(Natural language region descriptions)
-----
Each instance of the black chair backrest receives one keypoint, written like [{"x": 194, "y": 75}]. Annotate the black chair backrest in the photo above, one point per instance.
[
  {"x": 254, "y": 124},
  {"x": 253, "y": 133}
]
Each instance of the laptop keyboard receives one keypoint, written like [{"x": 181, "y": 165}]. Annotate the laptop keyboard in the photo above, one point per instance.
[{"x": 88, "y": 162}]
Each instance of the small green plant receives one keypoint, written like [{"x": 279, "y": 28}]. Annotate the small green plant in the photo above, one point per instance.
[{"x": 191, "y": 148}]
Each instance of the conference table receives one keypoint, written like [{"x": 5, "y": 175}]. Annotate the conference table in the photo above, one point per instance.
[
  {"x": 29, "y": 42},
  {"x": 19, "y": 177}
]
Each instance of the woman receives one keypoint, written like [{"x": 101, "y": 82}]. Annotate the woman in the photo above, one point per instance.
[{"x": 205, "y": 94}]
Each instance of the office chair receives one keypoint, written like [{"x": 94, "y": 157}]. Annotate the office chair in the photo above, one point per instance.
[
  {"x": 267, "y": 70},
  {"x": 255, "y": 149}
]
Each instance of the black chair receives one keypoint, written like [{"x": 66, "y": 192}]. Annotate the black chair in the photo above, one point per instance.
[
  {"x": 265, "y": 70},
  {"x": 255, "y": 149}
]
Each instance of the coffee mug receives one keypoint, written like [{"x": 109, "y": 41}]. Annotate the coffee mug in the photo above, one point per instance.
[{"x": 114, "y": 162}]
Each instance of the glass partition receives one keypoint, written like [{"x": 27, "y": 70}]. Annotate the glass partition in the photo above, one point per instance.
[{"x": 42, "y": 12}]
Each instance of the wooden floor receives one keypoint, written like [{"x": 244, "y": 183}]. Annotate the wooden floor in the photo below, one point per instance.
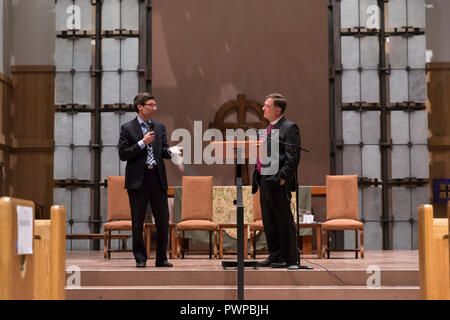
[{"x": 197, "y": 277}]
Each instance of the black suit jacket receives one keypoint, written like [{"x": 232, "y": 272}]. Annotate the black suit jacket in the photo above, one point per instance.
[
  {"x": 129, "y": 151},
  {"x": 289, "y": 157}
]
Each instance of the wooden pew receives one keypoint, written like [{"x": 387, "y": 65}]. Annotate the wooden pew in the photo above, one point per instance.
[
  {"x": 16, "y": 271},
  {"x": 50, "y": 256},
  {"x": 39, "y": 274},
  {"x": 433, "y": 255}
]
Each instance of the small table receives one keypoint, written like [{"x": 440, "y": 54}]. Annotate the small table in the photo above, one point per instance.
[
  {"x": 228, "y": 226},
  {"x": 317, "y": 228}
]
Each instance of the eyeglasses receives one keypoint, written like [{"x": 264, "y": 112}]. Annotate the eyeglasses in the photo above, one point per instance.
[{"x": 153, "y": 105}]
-----
## [Task statement]
In your copy, please omit the pictures and print every line of the records exactly.

## [Answer]
Each instance of the black chair backrest receives one keypoint, written like [{"x": 194, "y": 75}]. Annotate the black chair backrest in the photo above, one point per instance.
[
  {"x": 254, "y": 124},
  {"x": 253, "y": 133}
]
Each instance of the laptop keyboard receives one keypoint, written like [{"x": 181, "y": 165}]. Annotate the laptop keyboard in the photo above, one point per instance.
[{"x": 88, "y": 162}]
Each instance of the small green plant receives one keypoint, written like [{"x": 279, "y": 28}]. Annotate the small green plant in the photo above, one point per instance.
[{"x": 191, "y": 148}]
Each instance of the conference table receives one keypoint, written like [{"x": 5, "y": 175}]. Annotate the conference table in the photo above, one point per instance.
[
  {"x": 29, "y": 42},
  {"x": 19, "y": 177}
]
Each instance of the woman receives one keypoint, written like [{"x": 101, "y": 82}]. Annotate the woman in the photo above, one point per instance.
[{"x": 205, "y": 94}]
Each instance of the office chair receives one keypoint, written like [{"x": 94, "y": 157}]. Annotate the office chair in the photo above, one point per instance.
[
  {"x": 267, "y": 70},
  {"x": 255, "y": 149}
]
Each instance of the black chair receives one keypoint, written like [{"x": 66, "y": 192}]. Annotate the black chair in the photo above, one point per instance.
[
  {"x": 265, "y": 70},
  {"x": 255, "y": 149}
]
Each instance of the coffee mug receives one keypoint, written like [{"x": 109, "y": 41}]. Annotate the coffee mug in the photo above, one point per instance.
[{"x": 114, "y": 162}]
Each instance of the glass partition receives one keypoint, written like [{"x": 27, "y": 70}]. Annotate the glass partition in the photo above, one point per instance.
[{"x": 42, "y": 12}]
Each instance of the wooden floor receives one keypoint, written like [{"x": 244, "y": 183}]. Annotate the wooden floor in the photo below, one point per instance.
[{"x": 197, "y": 277}]
Each instance of the black suit jacket receives one keypoint, written like [{"x": 232, "y": 272}]. Annotate the black suit jacket in the photo above, one point per instance.
[
  {"x": 129, "y": 151},
  {"x": 289, "y": 157}
]
Each instance of the wooden pew receives one keypoint, written like [{"x": 387, "y": 65}]. Annotate the wooden pew in the photo above, one point per instance.
[
  {"x": 16, "y": 271},
  {"x": 50, "y": 256},
  {"x": 39, "y": 274},
  {"x": 433, "y": 255}
]
Each instance of the small table receives one keypoint, written like [{"x": 440, "y": 54}]. Annotate the small table in the photo above, one point per instance.
[
  {"x": 228, "y": 226},
  {"x": 317, "y": 228}
]
Each instance of the eyeglasses receives one keypoint, written like [{"x": 264, "y": 112}]. Annotate the eyeglasses in the photo above, one point per instance.
[{"x": 153, "y": 105}]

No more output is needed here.